**** PROVIDED TEXT ****
# Data Connectors

Data Connectors provide connections to databases, data warehouses, and data lakes for federated SQL queries and data replication.

Supported Data Connectors include:

| Name                               | Description          | Protocol/Format              |
| ---------------------------------- | -------------------- | ---------------------------- |
| `databricks (mode: delta_lake)`    | Databricks           | S3/Delta Lake                |
| `delta_lake`                       | Delta Lake           | Delta Lake                   |
| `dremio`                           | Dremio               | Arrow Flight                 |
| `duckdb`                           | DuckDB               | Embedded                     |
| `github`                           | GitHub               | GitHub API                   |
| `postgres`                         | PostgreSQL           |                              |
| `s3`                               | S3                   | Parquet, CSV                 |
| `mysql`                            | MySQL                |                              |
| `delta_lake`                       | Delta Lake           | Delta Lake                   |
| `graphql`                          | GraphQL              | JSON                         |
| `databricks (mode: spark_connect)` | Databricks           | Spark Connect                |
| `flightsql`                        | FlightSQL            | Arrow Flight SQL             |
| `mssql`                            | Microsoft SQL Server | Tabular Data Stream (TDS)    |
| `snowflake`                        | Snowflake            | Arrow                        |
| `spark`                            | Spark                | Spark Connect                |
| `spice.ai`                         | Spice.ai             | Arrow Flight                 |
| `iceberg`                          | Apache Iceberg       | Parquet                      |
| `abfs`                             | Azure BlobFS         | Parquet, CSV                 |
| `clickhouse`                       | Clickhouse           |                              |
| `debezium`                         | Debezium CDC         | Kafka + JSON                 |
| `dynamodb`                         | DynamoDB             |                              |
| `ftp`, `sftp`                      | FTP/SFTP             | Parquet, CSV                 |
| `http`, `https`                    | HTTP(s)              | Parquet, CSV                 |
| `sharepoint`                       | Microsoft SharePoint | Unstructured UTF-8 documents |

## Object Store File Formats

For data connectors that are object store compatible, if a folder is provided, the file format must be specified with `params.file_format`.
**** WORKING DATA ****
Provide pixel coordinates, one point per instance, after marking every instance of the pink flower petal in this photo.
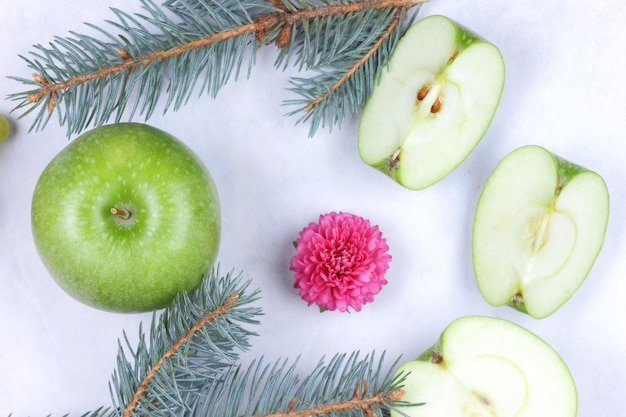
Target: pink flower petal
(340, 262)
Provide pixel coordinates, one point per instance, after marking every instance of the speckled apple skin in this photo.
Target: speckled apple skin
(168, 244)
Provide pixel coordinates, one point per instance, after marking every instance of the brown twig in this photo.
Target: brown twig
(261, 26)
(316, 102)
(358, 401)
(208, 318)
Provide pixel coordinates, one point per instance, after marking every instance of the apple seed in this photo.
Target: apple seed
(436, 106)
(517, 300)
(121, 213)
(422, 93)
(436, 357)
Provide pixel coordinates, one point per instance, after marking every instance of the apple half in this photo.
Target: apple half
(539, 225)
(432, 104)
(486, 367)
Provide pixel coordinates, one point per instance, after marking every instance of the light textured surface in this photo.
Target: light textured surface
(564, 90)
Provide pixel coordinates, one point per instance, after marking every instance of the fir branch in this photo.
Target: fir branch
(195, 340)
(345, 386)
(190, 368)
(189, 45)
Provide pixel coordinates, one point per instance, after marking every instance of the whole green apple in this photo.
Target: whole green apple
(125, 217)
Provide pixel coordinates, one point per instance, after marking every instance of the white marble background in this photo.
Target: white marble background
(564, 90)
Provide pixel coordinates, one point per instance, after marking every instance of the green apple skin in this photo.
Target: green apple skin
(167, 245)
(539, 226)
(485, 367)
(399, 134)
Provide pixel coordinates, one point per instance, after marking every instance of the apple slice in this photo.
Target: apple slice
(486, 367)
(538, 228)
(433, 104)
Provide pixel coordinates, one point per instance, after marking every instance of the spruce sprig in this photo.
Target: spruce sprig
(168, 52)
(195, 340)
(190, 367)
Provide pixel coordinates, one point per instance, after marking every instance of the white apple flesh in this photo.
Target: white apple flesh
(539, 226)
(433, 104)
(487, 367)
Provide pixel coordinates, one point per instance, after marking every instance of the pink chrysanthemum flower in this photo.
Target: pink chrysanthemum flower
(341, 262)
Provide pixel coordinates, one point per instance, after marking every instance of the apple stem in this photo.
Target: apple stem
(124, 214)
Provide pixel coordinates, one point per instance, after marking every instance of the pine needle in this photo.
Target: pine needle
(159, 58)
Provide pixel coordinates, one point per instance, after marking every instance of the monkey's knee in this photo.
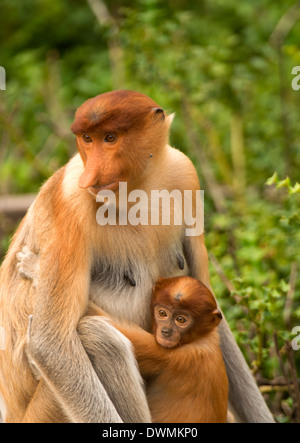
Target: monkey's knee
(112, 357)
(102, 340)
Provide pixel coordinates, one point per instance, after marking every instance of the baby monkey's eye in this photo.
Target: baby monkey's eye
(162, 313)
(87, 138)
(110, 138)
(181, 319)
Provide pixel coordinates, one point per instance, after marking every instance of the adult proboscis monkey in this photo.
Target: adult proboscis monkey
(122, 136)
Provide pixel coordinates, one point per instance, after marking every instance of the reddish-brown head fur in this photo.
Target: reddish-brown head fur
(116, 134)
(186, 295)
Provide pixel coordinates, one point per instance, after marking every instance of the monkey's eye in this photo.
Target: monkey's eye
(110, 138)
(162, 313)
(181, 319)
(87, 138)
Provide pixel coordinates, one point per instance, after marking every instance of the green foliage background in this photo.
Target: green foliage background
(224, 67)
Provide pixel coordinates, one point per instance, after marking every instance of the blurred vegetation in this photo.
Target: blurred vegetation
(224, 67)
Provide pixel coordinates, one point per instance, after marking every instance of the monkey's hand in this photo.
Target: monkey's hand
(28, 265)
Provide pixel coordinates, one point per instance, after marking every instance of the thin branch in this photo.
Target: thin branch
(293, 369)
(281, 363)
(290, 295)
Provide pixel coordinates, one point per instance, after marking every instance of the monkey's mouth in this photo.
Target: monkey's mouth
(111, 186)
(166, 342)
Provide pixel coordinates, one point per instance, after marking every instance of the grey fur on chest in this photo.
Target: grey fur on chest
(124, 289)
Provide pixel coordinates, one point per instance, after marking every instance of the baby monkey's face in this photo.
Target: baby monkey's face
(171, 325)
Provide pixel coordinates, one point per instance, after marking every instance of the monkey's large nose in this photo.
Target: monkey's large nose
(166, 332)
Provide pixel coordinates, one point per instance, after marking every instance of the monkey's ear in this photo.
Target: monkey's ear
(159, 112)
(158, 283)
(217, 316)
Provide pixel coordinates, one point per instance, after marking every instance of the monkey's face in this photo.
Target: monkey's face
(171, 325)
(118, 133)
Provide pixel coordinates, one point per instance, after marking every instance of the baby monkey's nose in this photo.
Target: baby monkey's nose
(166, 332)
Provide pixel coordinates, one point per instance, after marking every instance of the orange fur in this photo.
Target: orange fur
(188, 383)
(61, 228)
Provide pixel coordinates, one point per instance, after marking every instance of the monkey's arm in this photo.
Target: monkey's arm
****
■ WRITTEN EXERCISE 1:
Gather every line in the listing that contains the string "twig", and copy each one out in full.
■ WRITTEN EXERCISE 2:
Proceed with the data connectors text by continuing it from where it stops.
The data connectors text and the listing have nothing to do with each other.

■ RESULT 1:
Provide pixel coordinates, one point per instance, after marking every instance of the brown twig in this photo.
Target: brown twig

■ RESULT 2:
If a file is provided, the file format will be inferred, and `params.file_format` is unnecessary.

File formats currently supported are:

| Name                                                                           | Parameter              | Supported | Is Document Format |
| ------------------------------------------------------------------------------ | ---------------------- | --------- | ------------------ |
| [Apache Parquet](https://parquet.apache.org/)                                  | `file_format: parquet` | ✅         | ❌                  |
| [CSV](https://github.com/spicehq/docs/blob/trunk/reference/file-format.md#csv) | `file_format: csv`     | ✅         | ❌                  |
| [Apache Iceberg](https://iceberg.apache.org/)                                  | `file_format: iceberg` | Roadmap   | ❌                  |
| JSON                                                                           | `file_format: json`    | Roadmap   | ❌                  |
| Microsoft Excel                                                                | `file_format: xlsx`    | Roadmap   | ❌                  |
| Markdown                                                                       | `file_format: md`      | ✅         | ✅                  |
| Text                                                                           | `file_format: txt`     | ✅         | ✅                  |
| PDF                                                                            | `file_format: pdf`     | Alpha     | ✅                  |
| Microsoft Word                                                                 | `file_format: docx`    | Alpha     | ✅                  |

File formats support additional parameters in the `params` (like `csv_has_header`) described in [File Formats](https://github.com/spicehq/docs/blob/trunk/reference/file-format.md)

If a format is a document format, each file will be treated as a document, as per [document support](#document-support) below.

{% hint style="info" %}
**Note** Document formats in Alpha (e.g. pdf, docx) may not parse all structure or text from the underlying documents correctly.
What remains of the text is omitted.